* start Input *

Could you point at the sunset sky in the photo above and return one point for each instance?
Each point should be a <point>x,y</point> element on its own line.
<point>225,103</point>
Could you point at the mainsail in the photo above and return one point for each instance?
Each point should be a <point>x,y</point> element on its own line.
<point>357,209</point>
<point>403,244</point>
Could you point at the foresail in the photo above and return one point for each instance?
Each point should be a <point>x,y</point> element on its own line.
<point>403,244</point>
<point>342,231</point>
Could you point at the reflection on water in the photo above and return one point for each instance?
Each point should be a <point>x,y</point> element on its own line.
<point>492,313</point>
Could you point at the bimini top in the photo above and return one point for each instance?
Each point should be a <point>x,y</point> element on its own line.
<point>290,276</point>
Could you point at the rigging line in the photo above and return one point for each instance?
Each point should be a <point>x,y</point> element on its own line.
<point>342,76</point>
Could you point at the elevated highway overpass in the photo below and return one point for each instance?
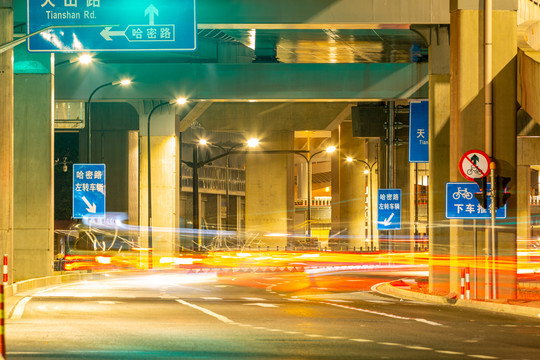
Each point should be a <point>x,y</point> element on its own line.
<point>283,66</point>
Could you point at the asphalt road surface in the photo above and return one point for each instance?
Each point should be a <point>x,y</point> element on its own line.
<point>173,315</point>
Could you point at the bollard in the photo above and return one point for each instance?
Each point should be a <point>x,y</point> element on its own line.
<point>462,294</point>
<point>5,277</point>
<point>467,284</point>
<point>2,323</point>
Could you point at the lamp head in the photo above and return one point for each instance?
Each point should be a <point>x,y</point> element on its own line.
<point>253,142</point>
<point>85,59</point>
<point>181,101</point>
<point>123,82</point>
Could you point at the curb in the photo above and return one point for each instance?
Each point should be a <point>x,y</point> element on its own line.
<point>31,284</point>
<point>389,289</point>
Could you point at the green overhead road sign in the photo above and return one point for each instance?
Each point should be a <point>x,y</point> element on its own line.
<point>119,25</point>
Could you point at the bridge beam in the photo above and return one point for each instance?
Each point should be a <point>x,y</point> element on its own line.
<point>244,82</point>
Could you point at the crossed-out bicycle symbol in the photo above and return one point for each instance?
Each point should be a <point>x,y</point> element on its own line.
<point>463,193</point>
<point>474,170</point>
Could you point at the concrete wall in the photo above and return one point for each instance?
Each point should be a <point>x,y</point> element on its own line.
<point>33,176</point>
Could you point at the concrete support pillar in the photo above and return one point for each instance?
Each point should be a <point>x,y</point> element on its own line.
<point>6,133</point>
<point>467,133</point>
<point>523,193</point>
<point>270,190</point>
<point>402,181</point>
<point>302,181</point>
<point>438,40</point>
<point>349,187</point>
<point>165,184</point>
<point>33,229</point>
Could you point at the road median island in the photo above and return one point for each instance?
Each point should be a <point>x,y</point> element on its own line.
<point>397,289</point>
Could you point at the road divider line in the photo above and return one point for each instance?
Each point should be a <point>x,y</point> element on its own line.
<point>207,312</point>
<point>19,308</point>
<point>382,314</point>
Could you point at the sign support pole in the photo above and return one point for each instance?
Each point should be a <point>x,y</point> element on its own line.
<point>493,219</point>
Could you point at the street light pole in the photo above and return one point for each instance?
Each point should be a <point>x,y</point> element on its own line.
<point>308,159</point>
<point>149,175</point>
<point>370,195</point>
<point>89,114</point>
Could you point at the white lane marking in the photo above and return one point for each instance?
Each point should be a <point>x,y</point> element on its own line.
<point>382,314</point>
<point>19,308</point>
<point>418,348</point>
<point>207,312</point>
<point>361,340</point>
<point>261,305</point>
<point>377,301</point>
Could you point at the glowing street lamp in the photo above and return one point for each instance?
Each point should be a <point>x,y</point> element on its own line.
<point>308,158</point>
<point>84,59</point>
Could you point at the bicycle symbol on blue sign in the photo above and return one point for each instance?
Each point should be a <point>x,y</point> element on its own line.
<point>461,203</point>
<point>462,193</point>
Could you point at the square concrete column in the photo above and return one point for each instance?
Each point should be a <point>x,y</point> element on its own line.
<point>349,188</point>
<point>467,132</point>
<point>270,191</point>
<point>165,185</point>
<point>33,229</point>
<point>438,40</point>
<point>6,133</point>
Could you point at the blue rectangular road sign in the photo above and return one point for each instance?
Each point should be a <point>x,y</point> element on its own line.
<point>116,25</point>
<point>461,203</point>
<point>88,190</point>
<point>389,209</point>
<point>419,131</point>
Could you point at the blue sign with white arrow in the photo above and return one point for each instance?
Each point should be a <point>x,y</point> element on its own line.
<point>419,131</point>
<point>119,25</point>
<point>389,209</point>
<point>461,203</point>
<point>88,190</point>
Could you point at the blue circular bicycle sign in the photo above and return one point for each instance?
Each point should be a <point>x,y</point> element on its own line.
<point>474,164</point>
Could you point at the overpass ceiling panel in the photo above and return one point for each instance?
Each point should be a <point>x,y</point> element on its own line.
<point>337,46</point>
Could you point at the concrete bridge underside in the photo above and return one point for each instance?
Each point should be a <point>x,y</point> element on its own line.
<point>325,91</point>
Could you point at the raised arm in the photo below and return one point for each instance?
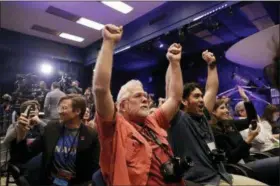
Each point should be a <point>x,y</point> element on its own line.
<point>212,83</point>
<point>103,71</point>
<point>175,87</point>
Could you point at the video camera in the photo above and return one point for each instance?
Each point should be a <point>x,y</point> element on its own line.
<point>65,82</point>
<point>27,87</point>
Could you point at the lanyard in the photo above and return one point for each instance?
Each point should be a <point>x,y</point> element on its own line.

* end Input *

◆ Job ◆
Lay out every line of the entries above as a JSON list of strings, one string per line, omitting blank lines and the pictures.

◆ Completed exercise ◆
[
  "Could you point at the sunset sky in the photo above and return one point for each instance?",
  "Each point should be a <point>x,y</point> element on its own line.",
  "<point>225,103</point>",
  "Could you point at the mainsail in the photo above and return one point for each instance?",
  "Each point should be a <point>x,y</point> element on its own line.",
  "<point>357,209</point>",
  "<point>403,244</point>",
  "Could you point at the foresail in the photo above and return one point for each instance?",
  "Each point should be a <point>x,y</point> element on its own line.",
  "<point>403,244</point>",
  "<point>342,231</point>",
  "Could you point at the reflection on water in the photo above and return one point for each instance?",
  "Each point should be a <point>x,y</point> element on its own line.",
  "<point>492,313</point>",
  "Could you point at the bimini top in the photo above and return one point for each instance?",
  "Each point should be a <point>x,y</point> element on its own line.",
  "<point>290,276</point>",
  "Could you point at the rigging line in the photo above and return one point for each instance?",
  "Each point should be a <point>x,y</point> element on its own line.",
  "<point>342,76</point>",
  "Could you point at the elevated highway overpass in the photo below and return one point for each instance?",
  "Each point should be a <point>x,y</point> element on its own line.",
  "<point>283,66</point>",
  "Could you point at the asphalt road surface in the photo above and return one point for each instance?",
  "Each point should be a <point>x,y</point> element on its own line.",
  "<point>173,315</point>",
  "Could you point at the bollard in the photo above and return one point for each instance?",
  "Each point should be a <point>x,y</point> element on its own line.",
  "<point>462,294</point>",
  "<point>5,277</point>",
  "<point>467,284</point>",
  "<point>2,323</point>",
  "Could you point at the lamp head in the photo above and return one point for each instance?",
  "Each point should be a <point>x,y</point> element on its own line.",
  "<point>253,142</point>",
  "<point>85,59</point>",
  "<point>181,101</point>",
  "<point>123,82</point>",
  "Could you point at the curb in the photo above and return one point for each instance?",
  "Each point should be a <point>x,y</point> element on its own line.",
  "<point>31,284</point>",
  "<point>389,289</point>",
  "Could you point at the green overhead road sign in the photo above and return one point for each instance?",
  "Each point should be a <point>x,y</point> element on its own line.",
  "<point>119,25</point>",
  "Could you point at the bridge beam in the photo above and return one point for each instance?",
  "Each point should be a <point>x,y</point> element on its own line.",
  "<point>244,82</point>",
  "Could you point at the crossed-out bicycle symbol in the photo above and return one point for each instance?",
  "Each point should be a <point>x,y</point> element on its own line.",
  "<point>463,193</point>",
  "<point>474,170</point>",
  "Could you point at the concrete wall in the photo above and return one point for each instance?",
  "Each point should be a <point>x,y</point> element on its own line.",
  "<point>33,176</point>",
  "Could you point at the concrete support pillar in the photo above and return one point for each instance?",
  "Each point should be a <point>x,y</point> element on its own line.",
  "<point>6,133</point>",
  "<point>467,133</point>",
  "<point>523,193</point>",
  "<point>270,190</point>",
  "<point>402,181</point>",
  "<point>302,181</point>",
  "<point>438,40</point>",
  "<point>349,187</point>",
  "<point>165,184</point>",
  "<point>33,229</point>",
  "Could you point at the road median island in the photo above and return one point for each instance?",
  "Each point should be a <point>x,y</point> element on its own line.",
  "<point>397,289</point>",
  "Could you point at the road divider line in the photo above and return one point for each instance?",
  "Each point should be a <point>x,y</point> element on its own line.",
  "<point>207,312</point>",
  "<point>19,308</point>",
  "<point>382,314</point>",
  "Could you point at the sign support pole in the photo above and return one point for each instance?",
  "Each point should be a <point>x,y</point> element on its own line.",
  "<point>493,219</point>",
  "Could you point at the street light pole in the photo above and return one point for each instance?",
  "Each point should be a <point>x,y</point> element on its own line.",
  "<point>308,159</point>",
  "<point>149,175</point>",
  "<point>370,195</point>",
  "<point>89,114</point>",
  "Could you point at the white lane marking in the photo above and return one point for each instance?",
  "Each point should be a <point>x,y</point> element on its own line.",
  "<point>382,314</point>",
  "<point>19,308</point>",
  "<point>418,348</point>",
  "<point>207,312</point>",
  "<point>361,340</point>",
  "<point>261,305</point>",
  "<point>377,301</point>",
  "Could you point at the glowing street lamp in the photo above and return one point for each instance?",
  "Each point should be a <point>x,y</point> element on its own line.",
  "<point>308,158</point>",
  "<point>84,59</point>",
  "Could you point at the bicycle symbol on blue sign in the photo above and return one point for each instance?",
  "Each point should be a <point>x,y</point> element on its own line.",
  "<point>461,203</point>",
  "<point>462,193</point>",
  "Could you point at the square concrete column in the photo above and return one point for each instance?",
  "Each point should be a <point>x,y</point> element on its own line.",
  "<point>349,188</point>",
  "<point>467,132</point>",
  "<point>270,191</point>",
  "<point>165,185</point>",
  "<point>33,229</point>",
  "<point>438,40</point>",
  "<point>6,133</point>",
  "Could you point at the blue rectangular road sign in the photo above and return one point for each instance?",
  "Each point should be a <point>x,y</point> element on its own line.",
  "<point>116,25</point>",
  "<point>461,203</point>",
  "<point>88,190</point>",
  "<point>389,209</point>",
  "<point>419,131</point>",
  "Could you point at the blue sign with white arrow in the photo above and return one point for each instance?",
  "Each point should be a <point>x,y</point> element on its own line.",
  "<point>419,131</point>",
  "<point>119,25</point>",
  "<point>389,209</point>",
  "<point>461,203</point>",
  "<point>88,190</point>",
  "Could you point at the blue circular bicycle sign in the photo above and return one point for each instance?",
  "Each point should be a <point>x,y</point> element on its own line.",
  "<point>474,164</point>",
  "Could you point at the overpass ceiling panel in the photo above and return one point for each instance?",
  "Each point should be a <point>x,y</point> element on its own line.",
  "<point>337,46</point>",
  "Could you point at the concrete bridge underside in the photo above and return one point for each instance?",
  "Each point should be a <point>x,y</point> element on its own line.",
  "<point>325,91</point>",
  "Could you point at the raised arm in the photo below and return one point for each instance?",
  "Each point should be a <point>x,y</point> element on its own line.",
  "<point>212,83</point>",
  "<point>103,71</point>",
  "<point>175,87</point>",
  "Could you point at the video camera in the photo above and return one point for each instance?",
  "Each point should be a <point>x,y</point> element on its own line.",
  "<point>65,82</point>",
  "<point>27,87</point>",
  "Could you point at the lanyard in the photo above and return one point for each instance?",
  "Each point should be a <point>x,y</point> element on its own line."
]